# Items
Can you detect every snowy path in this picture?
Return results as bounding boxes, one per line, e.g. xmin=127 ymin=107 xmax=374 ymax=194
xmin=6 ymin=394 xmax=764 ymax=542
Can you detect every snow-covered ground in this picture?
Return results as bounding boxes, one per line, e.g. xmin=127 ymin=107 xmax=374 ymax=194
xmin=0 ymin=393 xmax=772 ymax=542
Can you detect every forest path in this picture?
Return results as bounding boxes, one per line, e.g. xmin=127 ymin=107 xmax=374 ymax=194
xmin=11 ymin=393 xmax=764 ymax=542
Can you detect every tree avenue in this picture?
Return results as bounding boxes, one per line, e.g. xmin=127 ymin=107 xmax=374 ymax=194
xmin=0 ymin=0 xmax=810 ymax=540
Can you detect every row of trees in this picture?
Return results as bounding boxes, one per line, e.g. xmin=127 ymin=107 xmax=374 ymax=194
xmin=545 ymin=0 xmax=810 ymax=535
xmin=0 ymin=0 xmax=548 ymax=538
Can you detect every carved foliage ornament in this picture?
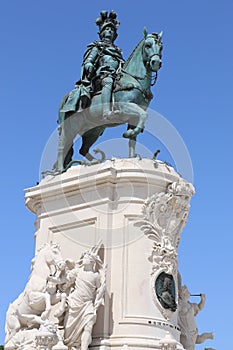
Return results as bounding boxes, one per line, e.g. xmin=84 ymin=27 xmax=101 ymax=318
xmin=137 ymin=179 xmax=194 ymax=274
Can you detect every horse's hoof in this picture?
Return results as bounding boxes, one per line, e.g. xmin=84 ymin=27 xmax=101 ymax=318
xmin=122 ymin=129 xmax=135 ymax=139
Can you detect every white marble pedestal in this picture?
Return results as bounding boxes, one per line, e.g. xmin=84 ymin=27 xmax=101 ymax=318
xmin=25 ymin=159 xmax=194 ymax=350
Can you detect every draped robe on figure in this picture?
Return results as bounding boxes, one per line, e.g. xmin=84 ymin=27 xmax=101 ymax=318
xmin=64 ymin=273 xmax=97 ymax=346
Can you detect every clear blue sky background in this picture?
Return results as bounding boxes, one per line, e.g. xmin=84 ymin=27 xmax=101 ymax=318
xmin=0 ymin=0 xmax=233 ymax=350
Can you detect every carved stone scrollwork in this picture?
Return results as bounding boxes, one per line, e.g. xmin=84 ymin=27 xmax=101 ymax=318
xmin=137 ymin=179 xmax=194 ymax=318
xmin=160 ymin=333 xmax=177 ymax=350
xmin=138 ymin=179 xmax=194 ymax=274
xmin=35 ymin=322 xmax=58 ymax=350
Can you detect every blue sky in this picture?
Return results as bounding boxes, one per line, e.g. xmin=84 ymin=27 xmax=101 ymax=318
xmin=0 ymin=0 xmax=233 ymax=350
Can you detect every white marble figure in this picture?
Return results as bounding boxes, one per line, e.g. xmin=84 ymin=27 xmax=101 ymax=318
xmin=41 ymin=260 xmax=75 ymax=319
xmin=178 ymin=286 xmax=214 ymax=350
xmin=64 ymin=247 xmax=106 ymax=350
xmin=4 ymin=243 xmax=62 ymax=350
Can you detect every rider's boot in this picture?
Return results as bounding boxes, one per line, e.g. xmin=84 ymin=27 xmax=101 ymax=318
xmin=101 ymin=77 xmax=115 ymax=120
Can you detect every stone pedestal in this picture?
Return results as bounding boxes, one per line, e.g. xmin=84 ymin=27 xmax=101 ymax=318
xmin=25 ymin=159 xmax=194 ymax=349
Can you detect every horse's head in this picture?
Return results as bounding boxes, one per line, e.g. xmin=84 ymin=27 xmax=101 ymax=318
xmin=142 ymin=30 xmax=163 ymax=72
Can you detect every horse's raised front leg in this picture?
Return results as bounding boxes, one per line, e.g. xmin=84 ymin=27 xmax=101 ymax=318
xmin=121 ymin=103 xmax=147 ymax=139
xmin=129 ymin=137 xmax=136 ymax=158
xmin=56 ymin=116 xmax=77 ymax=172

* * *

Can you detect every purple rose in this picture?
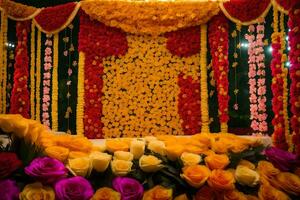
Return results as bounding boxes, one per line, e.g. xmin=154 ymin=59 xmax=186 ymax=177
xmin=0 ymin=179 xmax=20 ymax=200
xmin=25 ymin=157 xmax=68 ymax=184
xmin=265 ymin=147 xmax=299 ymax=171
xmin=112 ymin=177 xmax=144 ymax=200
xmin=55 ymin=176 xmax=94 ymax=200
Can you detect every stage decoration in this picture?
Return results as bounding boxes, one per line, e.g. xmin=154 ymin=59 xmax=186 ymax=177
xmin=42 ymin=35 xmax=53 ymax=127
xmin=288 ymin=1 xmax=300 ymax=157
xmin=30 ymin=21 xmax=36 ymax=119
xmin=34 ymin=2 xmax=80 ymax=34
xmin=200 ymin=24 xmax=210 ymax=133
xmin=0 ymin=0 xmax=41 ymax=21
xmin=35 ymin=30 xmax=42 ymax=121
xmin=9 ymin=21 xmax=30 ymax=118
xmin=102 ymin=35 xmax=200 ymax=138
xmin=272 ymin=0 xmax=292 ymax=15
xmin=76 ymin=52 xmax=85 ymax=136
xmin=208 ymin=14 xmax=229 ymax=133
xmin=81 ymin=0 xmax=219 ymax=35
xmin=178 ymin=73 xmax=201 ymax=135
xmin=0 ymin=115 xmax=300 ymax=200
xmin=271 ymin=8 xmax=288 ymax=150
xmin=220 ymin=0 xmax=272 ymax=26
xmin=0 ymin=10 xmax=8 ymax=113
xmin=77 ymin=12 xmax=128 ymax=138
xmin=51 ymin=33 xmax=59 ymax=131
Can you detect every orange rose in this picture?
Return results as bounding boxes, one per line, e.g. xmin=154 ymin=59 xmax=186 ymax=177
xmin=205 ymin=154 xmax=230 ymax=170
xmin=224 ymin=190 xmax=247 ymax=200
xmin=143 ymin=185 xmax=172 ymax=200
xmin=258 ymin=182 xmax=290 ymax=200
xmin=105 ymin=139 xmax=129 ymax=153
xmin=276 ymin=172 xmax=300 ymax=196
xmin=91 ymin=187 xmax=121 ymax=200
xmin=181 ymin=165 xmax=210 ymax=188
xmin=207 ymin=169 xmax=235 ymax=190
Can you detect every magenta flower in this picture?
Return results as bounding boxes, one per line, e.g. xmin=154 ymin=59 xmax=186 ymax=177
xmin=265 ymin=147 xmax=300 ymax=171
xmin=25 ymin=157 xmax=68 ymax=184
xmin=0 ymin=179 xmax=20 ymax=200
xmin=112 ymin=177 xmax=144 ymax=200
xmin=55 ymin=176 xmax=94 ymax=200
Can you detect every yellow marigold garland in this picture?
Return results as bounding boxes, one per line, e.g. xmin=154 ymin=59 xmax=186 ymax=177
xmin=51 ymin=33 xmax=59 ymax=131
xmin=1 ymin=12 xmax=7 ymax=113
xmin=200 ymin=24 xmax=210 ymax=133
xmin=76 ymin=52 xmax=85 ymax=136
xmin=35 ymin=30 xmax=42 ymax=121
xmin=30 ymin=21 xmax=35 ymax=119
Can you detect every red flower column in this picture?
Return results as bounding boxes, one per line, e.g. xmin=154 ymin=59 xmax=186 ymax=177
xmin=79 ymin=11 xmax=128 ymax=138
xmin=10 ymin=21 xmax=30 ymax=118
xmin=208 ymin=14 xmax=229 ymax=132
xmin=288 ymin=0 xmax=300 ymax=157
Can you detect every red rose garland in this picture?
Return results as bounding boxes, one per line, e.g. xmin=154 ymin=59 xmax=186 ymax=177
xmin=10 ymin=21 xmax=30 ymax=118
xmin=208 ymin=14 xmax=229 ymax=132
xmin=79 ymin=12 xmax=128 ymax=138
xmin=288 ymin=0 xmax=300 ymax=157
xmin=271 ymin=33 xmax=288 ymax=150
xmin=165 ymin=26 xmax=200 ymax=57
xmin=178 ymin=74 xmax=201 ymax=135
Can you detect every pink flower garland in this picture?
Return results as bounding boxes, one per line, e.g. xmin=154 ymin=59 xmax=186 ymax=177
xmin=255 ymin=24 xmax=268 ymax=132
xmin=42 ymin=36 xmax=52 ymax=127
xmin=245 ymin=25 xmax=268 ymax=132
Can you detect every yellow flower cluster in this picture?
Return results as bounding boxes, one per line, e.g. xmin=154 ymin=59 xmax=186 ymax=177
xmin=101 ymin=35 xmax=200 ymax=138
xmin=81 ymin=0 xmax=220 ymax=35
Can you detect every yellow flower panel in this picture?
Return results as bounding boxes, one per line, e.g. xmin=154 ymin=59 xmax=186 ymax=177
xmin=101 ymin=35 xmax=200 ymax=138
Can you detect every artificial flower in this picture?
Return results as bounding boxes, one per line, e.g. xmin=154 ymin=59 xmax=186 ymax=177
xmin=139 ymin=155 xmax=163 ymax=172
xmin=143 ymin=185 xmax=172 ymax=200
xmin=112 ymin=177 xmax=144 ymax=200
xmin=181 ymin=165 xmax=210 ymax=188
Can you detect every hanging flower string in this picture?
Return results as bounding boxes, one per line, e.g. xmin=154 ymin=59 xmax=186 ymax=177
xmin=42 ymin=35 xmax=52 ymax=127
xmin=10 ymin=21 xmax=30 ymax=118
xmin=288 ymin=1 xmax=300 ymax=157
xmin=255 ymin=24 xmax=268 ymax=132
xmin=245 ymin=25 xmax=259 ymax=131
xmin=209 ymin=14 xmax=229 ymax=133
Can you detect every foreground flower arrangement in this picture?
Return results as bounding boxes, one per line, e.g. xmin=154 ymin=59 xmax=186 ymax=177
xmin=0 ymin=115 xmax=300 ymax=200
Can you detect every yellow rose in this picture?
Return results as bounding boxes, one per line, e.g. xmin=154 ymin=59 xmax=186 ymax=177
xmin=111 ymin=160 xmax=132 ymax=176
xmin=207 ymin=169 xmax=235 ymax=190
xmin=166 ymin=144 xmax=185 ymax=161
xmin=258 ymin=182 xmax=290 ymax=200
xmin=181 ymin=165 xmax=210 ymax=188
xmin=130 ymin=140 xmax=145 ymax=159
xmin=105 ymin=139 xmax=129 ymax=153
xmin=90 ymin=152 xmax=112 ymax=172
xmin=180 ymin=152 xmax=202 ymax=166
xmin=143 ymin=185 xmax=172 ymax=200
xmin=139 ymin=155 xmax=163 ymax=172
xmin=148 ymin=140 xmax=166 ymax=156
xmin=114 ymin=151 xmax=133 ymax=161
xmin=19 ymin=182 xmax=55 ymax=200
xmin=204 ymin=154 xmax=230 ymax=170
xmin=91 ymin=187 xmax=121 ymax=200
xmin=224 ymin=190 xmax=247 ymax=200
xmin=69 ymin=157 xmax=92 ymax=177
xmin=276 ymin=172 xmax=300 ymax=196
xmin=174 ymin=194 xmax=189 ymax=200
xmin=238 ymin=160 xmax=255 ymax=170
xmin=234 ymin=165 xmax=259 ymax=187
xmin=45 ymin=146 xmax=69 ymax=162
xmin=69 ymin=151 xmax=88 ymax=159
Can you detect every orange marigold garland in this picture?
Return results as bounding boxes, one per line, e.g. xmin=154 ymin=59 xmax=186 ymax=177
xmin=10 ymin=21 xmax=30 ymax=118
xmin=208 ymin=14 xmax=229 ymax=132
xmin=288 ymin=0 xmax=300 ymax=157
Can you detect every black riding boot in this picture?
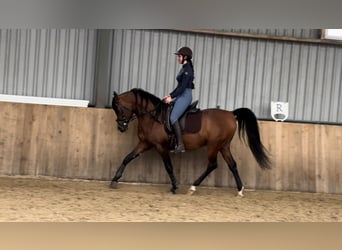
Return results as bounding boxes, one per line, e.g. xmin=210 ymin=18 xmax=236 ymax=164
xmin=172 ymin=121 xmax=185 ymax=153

# Given request
Can you arrange the items in the stretch from the line containing "Can you detect every red flower" through the line containing "xmin=81 ymin=0 xmax=220 ymax=35" as a two-column CSV with the headers item and answer? Each item should get one row, with its text and its answer each in a single quoted field and line breaks replaced by spaces.

# Written answer
item,answer
"Can you detect every red flower column in this picture? Return results as bounding boxes, one per line, e.g. xmin=154 ymin=59 xmax=186 ymax=177","xmin=79 ymin=11 xmax=128 ymax=138 xmin=10 ymin=21 xmax=30 ymax=118 xmin=208 ymin=14 xmax=229 ymax=132 xmin=288 ymin=0 xmax=300 ymax=157"
"Can you detect every red rose garland in this picture? Return results as bounding boxes, one per line, e.g. xmin=154 ymin=59 xmax=186 ymax=177","xmin=10 ymin=21 xmax=30 ymax=118 xmin=208 ymin=14 xmax=229 ymax=132 xmin=79 ymin=12 xmax=128 ymax=138 xmin=288 ymin=0 xmax=300 ymax=157 xmin=271 ymin=33 xmax=288 ymax=150 xmin=165 ymin=26 xmax=200 ymax=57 xmin=178 ymin=74 xmax=201 ymax=135"
"Can you detect every pink flower garland in this picture? Return results as bounding boxes, one per line, e.g. xmin=154 ymin=59 xmax=186 ymax=177","xmin=255 ymin=24 xmax=268 ymax=132 xmin=42 ymin=36 xmax=52 ymax=127 xmin=245 ymin=25 xmax=268 ymax=132"
"Can you detect every yellow flower cluster in this picture? Return results as bounding boxes, one per line, e.g. xmin=154 ymin=59 xmax=186 ymax=177","xmin=101 ymin=35 xmax=200 ymax=138 xmin=81 ymin=0 xmax=220 ymax=35"